They jumped back.
Much like I did many months ago. At that time, I was walking the streets of San Francisco when what seemed to be a green shrub moved many meters, came close to me and out sprung a much bearded man.
Putting on display teeth coloured like the crimson Sun.
He was playing a prank much like the Canadian show ‘Scare Tactics’, the TV show where hidden cameras capture open mouthed shrieks escaping from the throats of innocent passerby in front of whom are propped corpses or broken bleeding hands or something more grotesque!
His crimson teeth and his harrowing shriek were gruesome enough for me to yell and jump a good distance. A few more inches and I would have landed in Mumbai. That was how far I jumped and I saw from the corner of my eye the entire city of San Francisco wiping away buckets of tears, full of mirth.
That was exactly how some people jumped, when I posed them a question, without warning: “Look, if we should be designing the future, what should we do?” It was partly the strength of the question itself that made people emit a sputtering cough. The other part, I must admit, perhaps was due to the sudden poser of what seemed to be a rather pertinent question in the most inopportune of places.

****************

JOB 1
For each statement, answer yes or no according to the passage about the San Francisco prank, and quote the words that decide it. (a) The man who came out of the shrub had a beard. (b) The show 'Scare Tactics' is described as American. (c) The question the narrator posed was about designing the future.
JOB 2
Answer these questions from the passage about the San Francisco prank.
(a) In which city was the narrator walking when the prank happened?
(b) What were the man's teeth said to be colored like?
(c) What did the strength of the question make people emit?
JOB 3
Reproduce the section of the passage about the San Francisco prank between "Putting on display" and "something more grotesque!", inclusive.
You will not need any of the items.

****************

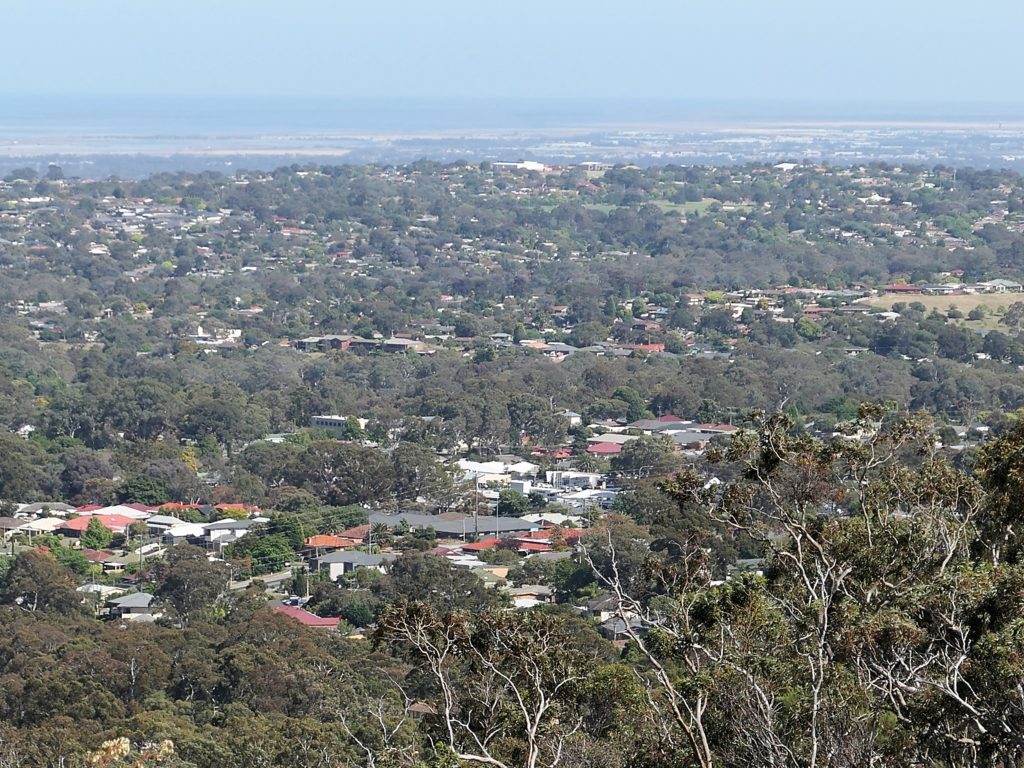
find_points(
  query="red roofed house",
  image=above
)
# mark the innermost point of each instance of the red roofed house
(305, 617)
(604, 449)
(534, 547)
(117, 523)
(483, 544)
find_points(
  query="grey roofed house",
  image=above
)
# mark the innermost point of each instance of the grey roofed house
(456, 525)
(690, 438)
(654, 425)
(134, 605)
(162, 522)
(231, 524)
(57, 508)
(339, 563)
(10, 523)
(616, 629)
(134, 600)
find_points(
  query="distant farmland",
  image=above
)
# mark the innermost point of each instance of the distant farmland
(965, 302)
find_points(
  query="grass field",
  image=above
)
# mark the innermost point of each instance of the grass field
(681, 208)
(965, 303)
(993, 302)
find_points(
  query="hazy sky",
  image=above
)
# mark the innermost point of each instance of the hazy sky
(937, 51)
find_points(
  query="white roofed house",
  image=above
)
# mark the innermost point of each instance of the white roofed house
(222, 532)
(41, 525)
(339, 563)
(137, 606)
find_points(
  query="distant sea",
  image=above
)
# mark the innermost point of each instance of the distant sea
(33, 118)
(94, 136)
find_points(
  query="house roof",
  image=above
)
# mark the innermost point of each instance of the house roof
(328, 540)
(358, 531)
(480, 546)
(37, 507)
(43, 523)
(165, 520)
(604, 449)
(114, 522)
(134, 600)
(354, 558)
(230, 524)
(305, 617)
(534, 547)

****************

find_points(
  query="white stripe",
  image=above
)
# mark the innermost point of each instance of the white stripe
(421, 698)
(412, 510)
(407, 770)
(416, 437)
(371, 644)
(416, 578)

****************

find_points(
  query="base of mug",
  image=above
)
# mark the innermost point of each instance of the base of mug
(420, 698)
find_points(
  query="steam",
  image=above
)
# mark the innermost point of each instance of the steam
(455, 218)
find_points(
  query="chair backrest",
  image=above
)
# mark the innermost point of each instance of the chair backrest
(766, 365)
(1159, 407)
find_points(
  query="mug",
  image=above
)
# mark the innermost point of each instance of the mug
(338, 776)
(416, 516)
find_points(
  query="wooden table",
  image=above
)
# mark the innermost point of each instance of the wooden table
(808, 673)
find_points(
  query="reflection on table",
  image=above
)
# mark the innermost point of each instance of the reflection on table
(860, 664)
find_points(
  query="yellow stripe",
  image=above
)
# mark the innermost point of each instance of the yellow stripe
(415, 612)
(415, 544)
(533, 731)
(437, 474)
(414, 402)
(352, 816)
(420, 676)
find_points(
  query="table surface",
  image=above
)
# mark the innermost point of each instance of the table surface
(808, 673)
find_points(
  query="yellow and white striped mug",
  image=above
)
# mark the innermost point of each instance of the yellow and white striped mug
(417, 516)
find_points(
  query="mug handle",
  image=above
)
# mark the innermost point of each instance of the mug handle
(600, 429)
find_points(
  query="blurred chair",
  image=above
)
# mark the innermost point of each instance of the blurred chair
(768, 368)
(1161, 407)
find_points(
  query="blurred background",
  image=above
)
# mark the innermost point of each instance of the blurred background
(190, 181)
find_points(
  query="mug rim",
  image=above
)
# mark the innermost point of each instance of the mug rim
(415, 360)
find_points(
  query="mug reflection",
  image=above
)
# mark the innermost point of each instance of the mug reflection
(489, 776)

****************

COMPLETE OUTPUT 1
(a) Yes: "out sprung a much bearded man"
(b) No: "the Canadian show ‘Scare Tactics’"
(c) Yes: "if we should be designing the future, what should we do?"

COMPLETE OUTPUT 2
(a) San Francisco
(b) The crimson Sun
(c) A sputtering cough

COMPLETE OUTPUT 3
Putting on display teeth coloured like the crimson Sun.
He was playing a prank much like the Canadian show ‘Scare Tactics’, the TV show where hidden cameras capture open mouthed shrieks escaping from the throats of innocent passerby in front of whom are propped corpses or broken bleeding hands or something more grotesque!